- **Document segment**
•••••
Brush properly twice daily

  • Soft-bristled brush (electric brushes are better — Sonicare or Oral-B at the mid-tier are fine)
  • 2 minutes per session
  • Cover all tooth surfaces, gum line, and the back of the tongue lightly (don’t scrub — gentle pressure preserves the good bacteria)

Floss daily

String floss reaches between teeth where the brush cannot. Bleeding gums when you start flossing means you have early gingivitis — keep flossing daily and the bleeding stops within 1–2 weeks. Bleeding is not “you flossed too hard.”

Water flosser as the replacement for mouthwash

A water flosser (Waterpik or equivalent) is the right tool to replace mouthwash for the “deep clean” feeling.

How it works: a small motor sends a pulsating, pressurised jet of water through a narrow nozzle. The jet physically dislodges food, soft plaque, and bacteria from places brushing and floss can’t reach (especially below the gum line).
•••••
- **Task instructions**
a: Can you repeat the oral-care guide word for word, starting with "Brush properly twice" and going on through "the good bacteria)"?
b: Could you finish out the next part of the oral-care guide, picking up after its last sentence?

- **Stored entries**
•••••
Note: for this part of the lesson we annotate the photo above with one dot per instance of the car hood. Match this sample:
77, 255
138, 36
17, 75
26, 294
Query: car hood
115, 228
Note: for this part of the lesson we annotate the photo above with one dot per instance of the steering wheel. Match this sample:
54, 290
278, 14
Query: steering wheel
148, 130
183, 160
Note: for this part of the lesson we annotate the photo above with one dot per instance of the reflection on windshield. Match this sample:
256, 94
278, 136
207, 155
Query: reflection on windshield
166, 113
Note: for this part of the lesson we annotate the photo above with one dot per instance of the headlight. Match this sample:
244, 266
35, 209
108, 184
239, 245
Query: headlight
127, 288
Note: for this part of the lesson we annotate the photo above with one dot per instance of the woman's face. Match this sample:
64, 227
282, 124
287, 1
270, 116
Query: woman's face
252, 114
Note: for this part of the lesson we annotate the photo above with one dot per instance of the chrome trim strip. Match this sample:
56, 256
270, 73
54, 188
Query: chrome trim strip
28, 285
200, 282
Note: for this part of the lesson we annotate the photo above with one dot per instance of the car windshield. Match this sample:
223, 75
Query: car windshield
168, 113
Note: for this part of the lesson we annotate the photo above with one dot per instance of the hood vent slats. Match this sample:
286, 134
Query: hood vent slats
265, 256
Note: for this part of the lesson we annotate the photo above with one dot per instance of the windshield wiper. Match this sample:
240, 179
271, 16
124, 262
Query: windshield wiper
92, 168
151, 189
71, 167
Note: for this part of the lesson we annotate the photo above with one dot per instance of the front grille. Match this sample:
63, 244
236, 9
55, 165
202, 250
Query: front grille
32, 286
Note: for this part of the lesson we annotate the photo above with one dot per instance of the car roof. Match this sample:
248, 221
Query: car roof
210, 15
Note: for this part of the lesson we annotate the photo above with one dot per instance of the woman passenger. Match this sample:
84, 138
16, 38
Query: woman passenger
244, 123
•••••
- **Answers for the tasks**
a:
Brush properly twice daily

  • Soft-bristled brush (electric brushes are better — Sonicare or Oral-B at the mid-tier are fine)
  • 2 minutes per session
  • Cover all tooth surfaces, gum line, and the back of the tongue lightly (don’t scrub — gentle pressure preserves the good bacteria)

b:
Key advantage over mouthwash: mechanical, not chemical. It physically flushes the bad stuff without indiscriminately nuking the microbiome.

Dental cleanings every 6 months

Even with perfect daily hygiene, saliva mineralises any missed plaque into tartar (calculus) — like barnacles on a ship. Once formed, tartar can’t be brushed off; only a dental hygienist can scrape it off.

Tartar at the gum line drives chronic low-grade inflammation, which is causally linked to:

  • Cardiovascular disease (bacteria from gum pockets enter the bloodstream and lodge in arterial plaques)
  • Alzheimer’s (specific gum-disease bacteria found in brain tissue of late-stage patients)
  • Diabetes worsening (systemic inflammation impairs insulin sensitivity)

Skipping dental cleanings is silently expensive. Every 6 months at minimum; every 3–4 months if any gum disease history.

Water flosser selection — the Waterpik lineup

Most water flossers are made by Waterpik (the dominant brand) or its competitors (Panasonic, Philips Sonicare). Cordless vs countertop is the main fork.

Countertop models — better for daily home use

Waterpik WP-670K / Aquarius (Ultra Professional) — the winner

  • Plugs into wall outlet; consistent maximum pressure (no battery-driven dip)
  • 10 pressure settings — start at 2–3 with sensitive gums and build to 7–8 over weeks
  • Water reservoir holds ~90 seconds of continuous use (one fill cleans the whole mouth)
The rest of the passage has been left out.